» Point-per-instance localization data
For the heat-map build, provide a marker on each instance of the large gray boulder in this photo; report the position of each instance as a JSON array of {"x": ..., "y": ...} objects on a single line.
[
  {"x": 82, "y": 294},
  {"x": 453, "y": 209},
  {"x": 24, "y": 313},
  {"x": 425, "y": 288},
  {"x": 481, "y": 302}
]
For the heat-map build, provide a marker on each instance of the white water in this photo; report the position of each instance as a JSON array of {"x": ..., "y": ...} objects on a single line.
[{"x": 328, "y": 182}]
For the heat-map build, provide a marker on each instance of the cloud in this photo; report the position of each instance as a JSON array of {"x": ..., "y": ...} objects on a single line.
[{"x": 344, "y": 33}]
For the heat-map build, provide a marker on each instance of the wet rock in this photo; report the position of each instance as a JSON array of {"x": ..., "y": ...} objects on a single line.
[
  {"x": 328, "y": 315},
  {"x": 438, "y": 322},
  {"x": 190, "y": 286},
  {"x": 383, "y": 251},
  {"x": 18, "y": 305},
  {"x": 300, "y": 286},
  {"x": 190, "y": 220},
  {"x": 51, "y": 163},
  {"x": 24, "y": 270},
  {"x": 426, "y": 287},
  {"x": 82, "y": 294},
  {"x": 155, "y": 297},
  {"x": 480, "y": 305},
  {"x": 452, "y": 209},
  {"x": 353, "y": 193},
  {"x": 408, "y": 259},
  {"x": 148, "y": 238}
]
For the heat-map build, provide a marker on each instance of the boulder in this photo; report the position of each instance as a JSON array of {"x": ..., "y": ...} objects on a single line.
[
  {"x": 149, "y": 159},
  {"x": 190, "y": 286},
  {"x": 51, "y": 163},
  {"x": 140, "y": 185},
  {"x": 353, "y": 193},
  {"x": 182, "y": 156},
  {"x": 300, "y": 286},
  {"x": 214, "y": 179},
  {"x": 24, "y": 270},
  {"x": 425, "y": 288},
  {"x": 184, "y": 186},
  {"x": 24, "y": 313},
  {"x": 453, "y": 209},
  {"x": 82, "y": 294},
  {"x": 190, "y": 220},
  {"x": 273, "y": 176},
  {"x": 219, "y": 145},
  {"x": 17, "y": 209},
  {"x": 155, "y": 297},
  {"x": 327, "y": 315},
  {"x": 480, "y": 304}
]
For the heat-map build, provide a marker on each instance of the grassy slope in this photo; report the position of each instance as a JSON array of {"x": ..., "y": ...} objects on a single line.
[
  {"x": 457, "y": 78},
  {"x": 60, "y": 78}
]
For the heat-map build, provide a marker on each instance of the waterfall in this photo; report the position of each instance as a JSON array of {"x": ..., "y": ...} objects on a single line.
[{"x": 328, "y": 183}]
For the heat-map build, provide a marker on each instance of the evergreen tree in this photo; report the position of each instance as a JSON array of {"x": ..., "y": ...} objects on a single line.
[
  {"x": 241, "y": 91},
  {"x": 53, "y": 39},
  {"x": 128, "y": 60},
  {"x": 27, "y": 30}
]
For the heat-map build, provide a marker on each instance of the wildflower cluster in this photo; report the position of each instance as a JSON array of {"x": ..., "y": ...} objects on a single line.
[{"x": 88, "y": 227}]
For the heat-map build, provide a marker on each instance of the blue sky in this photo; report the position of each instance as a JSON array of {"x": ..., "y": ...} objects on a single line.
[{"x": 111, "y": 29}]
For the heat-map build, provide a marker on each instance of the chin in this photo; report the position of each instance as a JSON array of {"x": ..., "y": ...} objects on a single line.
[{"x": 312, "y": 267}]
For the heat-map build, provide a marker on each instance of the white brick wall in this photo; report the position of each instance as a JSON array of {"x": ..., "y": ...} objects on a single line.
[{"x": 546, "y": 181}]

» EXERCISE AIM
With nothing added or left out, print the data again.

» EXERCISE SOLUTION
For the heat-map build, provide a marker on each instance of the large gray boulder in this photo; report the position of each instance as a JSON array of {"x": ..., "y": ...} objects on a single line.
[
  {"x": 82, "y": 294},
  {"x": 453, "y": 209},
  {"x": 24, "y": 313},
  {"x": 425, "y": 288},
  {"x": 481, "y": 302}
]
For the heat-map build, provide a marker on each instance of the white water in this photo; report the position of each instance as a JSON array of {"x": ..., "y": ...} objects on a single line.
[{"x": 328, "y": 182}]
For the heat-map build, provide a marker on each instance of the cloud in this photo; report the position of each instance as a JSON array of {"x": ..., "y": ...} objects on a single line.
[{"x": 344, "y": 33}]
For the heat-map build, provide a marker on each instance of the wet rock in this photo; report the position of each instance as a JSON array of {"x": ..., "y": ...} objects on a single line.
[
  {"x": 328, "y": 315},
  {"x": 438, "y": 322},
  {"x": 190, "y": 286},
  {"x": 383, "y": 251},
  {"x": 18, "y": 305},
  {"x": 300, "y": 286},
  {"x": 190, "y": 220},
  {"x": 51, "y": 163},
  {"x": 24, "y": 270},
  {"x": 426, "y": 287},
  {"x": 82, "y": 294},
  {"x": 155, "y": 297},
  {"x": 480, "y": 305},
  {"x": 452, "y": 209},
  {"x": 353, "y": 193},
  {"x": 408, "y": 259},
  {"x": 148, "y": 238}
]
For the heat-map build, provide a marker on each instance of the boulder in this photo; report the position of each instance as a JSON array of {"x": ..., "y": ...} objects on a single line.
[
  {"x": 149, "y": 159},
  {"x": 190, "y": 286},
  {"x": 51, "y": 163},
  {"x": 140, "y": 185},
  {"x": 353, "y": 193},
  {"x": 182, "y": 156},
  {"x": 300, "y": 286},
  {"x": 214, "y": 179},
  {"x": 24, "y": 270},
  {"x": 425, "y": 288},
  {"x": 184, "y": 186},
  {"x": 24, "y": 313},
  {"x": 453, "y": 209},
  {"x": 82, "y": 294},
  {"x": 190, "y": 220},
  {"x": 273, "y": 176},
  {"x": 219, "y": 145},
  {"x": 17, "y": 209},
  {"x": 155, "y": 297},
  {"x": 327, "y": 315},
  {"x": 480, "y": 304}
]
For the heat-map build, provide a marker on each instance of the grassy slope in this photo; report the position of each instance as a JSON array of {"x": ..., "y": ...} objects on a single line.
[
  {"x": 457, "y": 78},
  {"x": 60, "y": 78}
]
For the heat-map build, provide a marker on each instance of the waterfall in this photo; report the position of each instance as a JSON array of {"x": ..., "y": ...} objects on a single line.
[{"x": 328, "y": 183}]
For the heat-map build, provide a marker on each instance of the evergreen tree in this photo; report the position of each instance as a JSON array of {"x": ..., "y": ...} objects on a single line.
[
  {"x": 241, "y": 91},
  {"x": 53, "y": 39},
  {"x": 128, "y": 60},
  {"x": 27, "y": 30}
]
For the heat-map build, provide a marker on each instance of the wildflower cluster in this photo; report the position of each instance as a JSON array of {"x": ..., "y": ...} objects on a single line.
[{"x": 88, "y": 227}]
For the heat-map build, provide a marker on each instance of the blue sky in this photo; report the position of each instance as a JSON array of {"x": ..., "y": ...} objects on a single line.
[{"x": 111, "y": 29}]
For the heat-map build, provide a marker on each instance of the chin in this photo; report the position of each instance as a JSON array of {"x": ..., "y": ...} objects on a single line.
[{"x": 312, "y": 267}]
For the heat-map build, provide a marker on each instance of the white brick wall in this photo; report the position of each instance as a JSON array of {"x": ..., "y": ...} objects on a single line.
[{"x": 546, "y": 181}]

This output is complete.